* Task item
Restate word for word the run of lines that begins at the one containing "of the blurred" and ends at the last line of the listing.

* Extracted material
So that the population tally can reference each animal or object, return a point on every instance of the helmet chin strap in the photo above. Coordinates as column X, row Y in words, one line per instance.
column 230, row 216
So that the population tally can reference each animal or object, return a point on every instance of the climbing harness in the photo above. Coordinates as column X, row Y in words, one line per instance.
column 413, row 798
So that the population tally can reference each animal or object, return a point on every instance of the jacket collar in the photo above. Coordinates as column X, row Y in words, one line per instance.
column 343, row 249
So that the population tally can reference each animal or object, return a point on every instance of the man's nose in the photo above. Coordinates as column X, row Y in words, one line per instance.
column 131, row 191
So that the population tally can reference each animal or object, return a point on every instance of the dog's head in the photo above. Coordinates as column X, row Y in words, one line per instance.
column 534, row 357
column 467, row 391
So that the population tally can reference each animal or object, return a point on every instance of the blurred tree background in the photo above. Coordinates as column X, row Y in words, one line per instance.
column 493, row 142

* Answer space
So that the population tally can reference each animal or object, return a point on every instance of the blurred tree background in the photo above. Coordinates as column X, row Y in words, one line per instance.
column 493, row 142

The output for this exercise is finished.